>> START SUPPLIED DATA

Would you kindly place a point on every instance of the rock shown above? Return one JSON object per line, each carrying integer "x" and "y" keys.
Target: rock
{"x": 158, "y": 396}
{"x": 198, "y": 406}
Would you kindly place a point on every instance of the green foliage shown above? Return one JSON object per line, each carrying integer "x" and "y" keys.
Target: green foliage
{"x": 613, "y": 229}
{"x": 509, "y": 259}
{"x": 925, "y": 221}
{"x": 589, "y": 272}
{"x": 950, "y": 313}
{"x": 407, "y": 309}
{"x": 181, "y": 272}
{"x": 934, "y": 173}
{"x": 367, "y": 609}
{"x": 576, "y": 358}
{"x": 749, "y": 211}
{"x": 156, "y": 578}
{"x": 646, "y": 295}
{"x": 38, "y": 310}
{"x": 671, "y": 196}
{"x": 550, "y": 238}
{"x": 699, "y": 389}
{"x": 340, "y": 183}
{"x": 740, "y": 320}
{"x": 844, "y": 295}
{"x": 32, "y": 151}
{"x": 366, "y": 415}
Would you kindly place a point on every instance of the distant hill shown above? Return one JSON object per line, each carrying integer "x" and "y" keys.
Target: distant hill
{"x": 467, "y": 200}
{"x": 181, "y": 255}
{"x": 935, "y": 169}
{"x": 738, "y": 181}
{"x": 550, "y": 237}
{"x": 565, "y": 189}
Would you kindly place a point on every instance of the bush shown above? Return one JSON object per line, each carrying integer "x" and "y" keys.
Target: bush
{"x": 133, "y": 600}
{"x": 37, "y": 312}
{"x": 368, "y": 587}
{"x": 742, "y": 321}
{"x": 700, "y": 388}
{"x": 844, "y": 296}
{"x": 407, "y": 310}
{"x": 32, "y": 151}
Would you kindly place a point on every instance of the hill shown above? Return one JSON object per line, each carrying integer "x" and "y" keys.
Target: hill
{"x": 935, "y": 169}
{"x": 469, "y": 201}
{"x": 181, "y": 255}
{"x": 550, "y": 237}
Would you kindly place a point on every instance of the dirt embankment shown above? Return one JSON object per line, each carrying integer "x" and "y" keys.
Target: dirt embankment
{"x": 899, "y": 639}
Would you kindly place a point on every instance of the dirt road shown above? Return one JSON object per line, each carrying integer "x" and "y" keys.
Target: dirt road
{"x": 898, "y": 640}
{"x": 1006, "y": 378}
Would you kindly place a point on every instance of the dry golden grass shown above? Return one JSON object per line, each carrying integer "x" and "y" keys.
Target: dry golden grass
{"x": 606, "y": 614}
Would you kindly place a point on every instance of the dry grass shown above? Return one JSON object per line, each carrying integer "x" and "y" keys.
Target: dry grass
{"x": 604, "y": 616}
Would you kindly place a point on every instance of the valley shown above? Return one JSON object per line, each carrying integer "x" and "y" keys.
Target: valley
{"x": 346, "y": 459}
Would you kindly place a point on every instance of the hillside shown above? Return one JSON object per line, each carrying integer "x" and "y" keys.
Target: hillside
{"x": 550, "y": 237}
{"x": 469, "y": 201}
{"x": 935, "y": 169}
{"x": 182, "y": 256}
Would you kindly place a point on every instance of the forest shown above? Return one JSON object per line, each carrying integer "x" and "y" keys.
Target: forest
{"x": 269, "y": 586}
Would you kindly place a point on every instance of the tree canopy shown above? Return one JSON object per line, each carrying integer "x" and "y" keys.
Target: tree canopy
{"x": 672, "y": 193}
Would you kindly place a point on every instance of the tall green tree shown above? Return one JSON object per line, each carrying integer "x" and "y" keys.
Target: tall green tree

>> END SUPPLIED DATA

Write out all of the entries above line by line, reproducing each line unchanged.

Would you kindly place a point on every instance of the rock shown above? Return one JSON object per line, each carrying integer "x" and "y" keys.
Target: rock
{"x": 158, "y": 396}
{"x": 198, "y": 406}
Would you kindly place a point on every instance of the green foliage shown above? Return one JSON object per line, each carrying integer "x" and "y" keys.
Target: green foliage
{"x": 613, "y": 229}
{"x": 509, "y": 259}
{"x": 925, "y": 221}
{"x": 589, "y": 272}
{"x": 950, "y": 313}
{"x": 407, "y": 309}
{"x": 181, "y": 272}
{"x": 934, "y": 173}
{"x": 367, "y": 609}
{"x": 576, "y": 358}
{"x": 749, "y": 211}
{"x": 156, "y": 578}
{"x": 646, "y": 295}
{"x": 38, "y": 310}
{"x": 671, "y": 196}
{"x": 550, "y": 238}
{"x": 699, "y": 389}
{"x": 340, "y": 183}
{"x": 740, "y": 320}
{"x": 844, "y": 295}
{"x": 32, "y": 151}
{"x": 366, "y": 415}
Would you kindly place a point on every instance of the distant hill shown above? Return one JSON object per line, each carrying integer "x" and "y" keys.
Target: distant hill
{"x": 467, "y": 200}
{"x": 181, "y": 255}
{"x": 935, "y": 169}
{"x": 738, "y": 181}
{"x": 550, "y": 237}
{"x": 565, "y": 189}
Would you kindly place a point on every instance of the bush shown above? Return one JSON object per line, each carrying integer "x" and "y" keys.
Target: bush
{"x": 133, "y": 600}
{"x": 37, "y": 312}
{"x": 368, "y": 587}
{"x": 742, "y": 321}
{"x": 700, "y": 388}
{"x": 844, "y": 296}
{"x": 407, "y": 310}
{"x": 32, "y": 151}
Would you kindly place a point on every instance of the hill shown above? Return one JSON object per line, each carrying integer "x" and "y" keys.
Target: hill
{"x": 935, "y": 169}
{"x": 469, "y": 201}
{"x": 181, "y": 255}
{"x": 550, "y": 237}
Would you kindly place a point on every instance of the dirt embankment shown above? Return one JSON object per line, each carrying integer "x" and "y" keys.
Target: dirt embankment
{"x": 899, "y": 639}
Would you kindly place a point on every instance of the dirt road shown above? Return one JSON object per line, each carrying integer "x" and "y" keys.
Target: dirt road
{"x": 898, "y": 640}
{"x": 1006, "y": 378}
Would you kindly place a point on every instance of the dry golden grass shown above? Return one JSON object per line, each carrying integer "x" and "y" keys.
Target: dry golden grass
{"x": 606, "y": 614}
Would you kindly place a point on every instance of the dry grass shown above? Return one JSON object per line, each carrying integer "x" and "y" keys.
Target: dry grass
{"x": 604, "y": 616}
Would you kindly place a point on every instance of the valley shown above? Return one JSON object per line, each carrying integer "x" and "y" keys.
Target: valley
{"x": 346, "y": 459}
Would you kindly place a point on every instance of the hillside shown above? Return one JSON object per line, each carrying integer "x" and "y" keys.
Target: hillside
{"x": 550, "y": 237}
{"x": 469, "y": 201}
{"x": 935, "y": 169}
{"x": 182, "y": 256}
Would you kindly place a point on every instance of the forest shown above? Return one JSON object per line, each carrying integer "x" and "y" keys.
Target: forest
{"x": 269, "y": 586}
Would you kindly place a point on every instance of the tree canopy shown above? Return one JSON object per line, each carrying integer "x" and "y" keys.
Target: tree canopy
{"x": 672, "y": 193}
Would you kindly place a point on every instance of the tall green tree shown above? Return one JSON object per line, each carrying integer "x" and "y" keys.
Target: tall green tree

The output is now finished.